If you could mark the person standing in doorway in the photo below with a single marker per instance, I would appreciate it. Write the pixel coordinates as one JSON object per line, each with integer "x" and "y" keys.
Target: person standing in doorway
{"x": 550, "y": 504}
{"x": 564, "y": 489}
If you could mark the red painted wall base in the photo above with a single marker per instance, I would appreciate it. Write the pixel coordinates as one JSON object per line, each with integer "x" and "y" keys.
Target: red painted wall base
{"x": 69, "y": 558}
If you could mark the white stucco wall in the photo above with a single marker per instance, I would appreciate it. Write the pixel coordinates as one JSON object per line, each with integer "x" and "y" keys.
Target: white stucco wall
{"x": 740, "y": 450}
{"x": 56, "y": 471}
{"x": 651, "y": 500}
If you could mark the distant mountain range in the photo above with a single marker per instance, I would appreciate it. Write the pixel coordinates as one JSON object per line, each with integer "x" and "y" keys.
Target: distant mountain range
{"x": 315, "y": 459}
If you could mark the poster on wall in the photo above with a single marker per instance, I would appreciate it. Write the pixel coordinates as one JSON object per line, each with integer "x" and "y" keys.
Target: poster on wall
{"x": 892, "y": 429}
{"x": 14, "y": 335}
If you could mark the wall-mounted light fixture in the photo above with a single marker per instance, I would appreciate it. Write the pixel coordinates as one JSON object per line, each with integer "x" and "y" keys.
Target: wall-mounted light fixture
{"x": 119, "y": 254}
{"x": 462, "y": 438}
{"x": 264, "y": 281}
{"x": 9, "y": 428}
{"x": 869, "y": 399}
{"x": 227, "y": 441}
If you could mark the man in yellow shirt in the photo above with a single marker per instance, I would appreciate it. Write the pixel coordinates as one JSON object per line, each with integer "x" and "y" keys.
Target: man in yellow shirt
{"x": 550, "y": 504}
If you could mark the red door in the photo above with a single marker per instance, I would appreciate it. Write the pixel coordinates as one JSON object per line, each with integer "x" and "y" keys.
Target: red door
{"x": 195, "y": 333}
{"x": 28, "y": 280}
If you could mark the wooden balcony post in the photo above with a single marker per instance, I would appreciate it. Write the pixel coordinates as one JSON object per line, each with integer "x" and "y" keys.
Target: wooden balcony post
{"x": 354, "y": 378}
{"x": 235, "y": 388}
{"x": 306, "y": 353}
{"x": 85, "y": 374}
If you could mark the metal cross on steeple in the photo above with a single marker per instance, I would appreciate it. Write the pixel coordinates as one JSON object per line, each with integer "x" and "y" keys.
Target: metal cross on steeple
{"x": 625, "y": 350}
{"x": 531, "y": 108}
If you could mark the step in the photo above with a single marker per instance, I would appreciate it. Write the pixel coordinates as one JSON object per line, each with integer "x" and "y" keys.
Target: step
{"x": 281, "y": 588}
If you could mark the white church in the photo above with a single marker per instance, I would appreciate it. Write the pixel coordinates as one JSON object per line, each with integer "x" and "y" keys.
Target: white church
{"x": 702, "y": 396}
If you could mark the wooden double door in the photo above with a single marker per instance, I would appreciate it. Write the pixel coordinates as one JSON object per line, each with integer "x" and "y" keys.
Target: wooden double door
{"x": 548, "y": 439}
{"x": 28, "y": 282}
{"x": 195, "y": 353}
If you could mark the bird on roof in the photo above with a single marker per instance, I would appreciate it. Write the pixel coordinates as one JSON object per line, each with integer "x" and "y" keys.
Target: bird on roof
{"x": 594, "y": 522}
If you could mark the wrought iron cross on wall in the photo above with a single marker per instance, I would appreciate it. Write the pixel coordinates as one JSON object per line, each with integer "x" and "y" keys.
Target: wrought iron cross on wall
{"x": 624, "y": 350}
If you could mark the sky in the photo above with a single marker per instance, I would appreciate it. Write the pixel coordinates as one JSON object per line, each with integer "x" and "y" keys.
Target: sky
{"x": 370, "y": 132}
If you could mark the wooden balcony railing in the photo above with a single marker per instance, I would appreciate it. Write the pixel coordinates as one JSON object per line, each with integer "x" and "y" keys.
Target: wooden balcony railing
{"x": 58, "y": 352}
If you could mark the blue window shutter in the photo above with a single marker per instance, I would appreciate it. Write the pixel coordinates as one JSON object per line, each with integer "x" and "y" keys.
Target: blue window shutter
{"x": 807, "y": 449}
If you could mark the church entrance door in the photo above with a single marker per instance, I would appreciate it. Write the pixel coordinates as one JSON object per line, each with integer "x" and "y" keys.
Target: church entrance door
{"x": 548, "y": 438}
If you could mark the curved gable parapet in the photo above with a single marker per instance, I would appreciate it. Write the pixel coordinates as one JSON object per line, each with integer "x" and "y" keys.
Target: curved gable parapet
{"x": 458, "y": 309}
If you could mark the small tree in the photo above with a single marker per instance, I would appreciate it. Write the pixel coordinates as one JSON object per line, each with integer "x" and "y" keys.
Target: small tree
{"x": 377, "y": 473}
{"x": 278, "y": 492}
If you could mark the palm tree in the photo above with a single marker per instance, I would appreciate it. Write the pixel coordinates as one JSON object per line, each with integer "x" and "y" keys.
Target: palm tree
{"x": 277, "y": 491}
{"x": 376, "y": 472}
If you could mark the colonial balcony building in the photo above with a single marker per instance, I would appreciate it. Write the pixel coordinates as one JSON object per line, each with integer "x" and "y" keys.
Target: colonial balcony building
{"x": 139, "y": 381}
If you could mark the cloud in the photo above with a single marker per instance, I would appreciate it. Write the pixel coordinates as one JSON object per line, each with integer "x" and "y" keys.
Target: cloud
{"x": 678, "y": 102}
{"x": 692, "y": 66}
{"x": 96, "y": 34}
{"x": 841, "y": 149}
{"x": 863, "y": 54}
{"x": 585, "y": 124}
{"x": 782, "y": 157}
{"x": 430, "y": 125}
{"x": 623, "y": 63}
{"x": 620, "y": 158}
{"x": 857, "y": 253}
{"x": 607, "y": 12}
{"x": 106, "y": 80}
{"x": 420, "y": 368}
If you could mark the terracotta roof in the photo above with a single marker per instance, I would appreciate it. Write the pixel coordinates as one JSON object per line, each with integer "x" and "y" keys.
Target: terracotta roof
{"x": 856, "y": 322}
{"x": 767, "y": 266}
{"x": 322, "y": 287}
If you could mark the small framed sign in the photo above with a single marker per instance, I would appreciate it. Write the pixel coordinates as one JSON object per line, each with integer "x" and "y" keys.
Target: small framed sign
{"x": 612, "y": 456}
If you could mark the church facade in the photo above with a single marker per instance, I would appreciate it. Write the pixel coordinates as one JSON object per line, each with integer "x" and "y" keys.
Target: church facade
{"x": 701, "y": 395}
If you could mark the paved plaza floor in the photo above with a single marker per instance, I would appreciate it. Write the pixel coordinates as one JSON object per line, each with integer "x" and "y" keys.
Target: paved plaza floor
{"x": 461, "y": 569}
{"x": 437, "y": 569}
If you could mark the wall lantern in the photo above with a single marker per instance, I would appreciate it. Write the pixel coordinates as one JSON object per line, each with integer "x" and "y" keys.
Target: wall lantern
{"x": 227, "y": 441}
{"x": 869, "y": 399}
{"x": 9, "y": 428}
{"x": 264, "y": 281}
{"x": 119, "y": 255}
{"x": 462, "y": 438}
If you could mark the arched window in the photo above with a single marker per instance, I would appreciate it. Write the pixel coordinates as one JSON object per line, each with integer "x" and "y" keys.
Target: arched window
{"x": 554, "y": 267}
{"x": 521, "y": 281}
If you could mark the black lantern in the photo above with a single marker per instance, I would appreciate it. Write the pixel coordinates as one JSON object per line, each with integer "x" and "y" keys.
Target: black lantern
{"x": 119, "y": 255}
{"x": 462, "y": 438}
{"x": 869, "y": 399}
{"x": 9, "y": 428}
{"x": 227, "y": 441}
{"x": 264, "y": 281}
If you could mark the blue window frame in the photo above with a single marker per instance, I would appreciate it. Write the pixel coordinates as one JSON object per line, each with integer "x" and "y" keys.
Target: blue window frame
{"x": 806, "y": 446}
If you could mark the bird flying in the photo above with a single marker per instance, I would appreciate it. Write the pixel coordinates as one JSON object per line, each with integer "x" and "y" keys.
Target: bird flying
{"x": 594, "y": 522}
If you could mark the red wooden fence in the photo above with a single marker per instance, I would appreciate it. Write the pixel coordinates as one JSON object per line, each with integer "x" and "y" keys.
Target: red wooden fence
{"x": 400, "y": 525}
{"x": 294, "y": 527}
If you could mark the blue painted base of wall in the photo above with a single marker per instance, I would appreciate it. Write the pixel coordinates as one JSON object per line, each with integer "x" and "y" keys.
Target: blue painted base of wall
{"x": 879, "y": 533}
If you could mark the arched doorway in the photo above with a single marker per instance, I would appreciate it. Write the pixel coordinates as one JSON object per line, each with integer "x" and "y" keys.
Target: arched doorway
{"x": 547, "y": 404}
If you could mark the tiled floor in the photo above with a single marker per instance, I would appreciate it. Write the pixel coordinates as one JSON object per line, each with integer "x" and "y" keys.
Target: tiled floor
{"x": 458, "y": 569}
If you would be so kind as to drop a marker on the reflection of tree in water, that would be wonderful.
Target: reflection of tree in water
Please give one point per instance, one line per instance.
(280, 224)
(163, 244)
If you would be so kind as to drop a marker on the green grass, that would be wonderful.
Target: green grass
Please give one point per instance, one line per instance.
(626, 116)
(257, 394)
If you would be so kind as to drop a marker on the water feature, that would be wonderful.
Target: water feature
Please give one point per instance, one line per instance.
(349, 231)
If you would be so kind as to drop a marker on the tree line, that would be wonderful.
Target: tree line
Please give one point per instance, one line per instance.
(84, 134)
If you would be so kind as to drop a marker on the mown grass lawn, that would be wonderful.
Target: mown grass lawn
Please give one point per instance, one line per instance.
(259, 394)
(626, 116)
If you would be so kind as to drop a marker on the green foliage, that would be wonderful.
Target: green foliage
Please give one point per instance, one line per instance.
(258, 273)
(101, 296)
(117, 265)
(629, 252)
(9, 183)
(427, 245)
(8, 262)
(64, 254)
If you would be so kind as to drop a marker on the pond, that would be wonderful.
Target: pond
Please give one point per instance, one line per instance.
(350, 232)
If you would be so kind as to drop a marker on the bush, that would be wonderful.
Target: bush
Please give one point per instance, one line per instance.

——

WHAT YOU SHOULD DO:
Search the entries above for the string "mown". Copy each line that holds it.

TASK SOLUTION:
If you would be so kind as to drop a marker on the mown grass lawn, that would be wonderful.
Target: mown grass lawn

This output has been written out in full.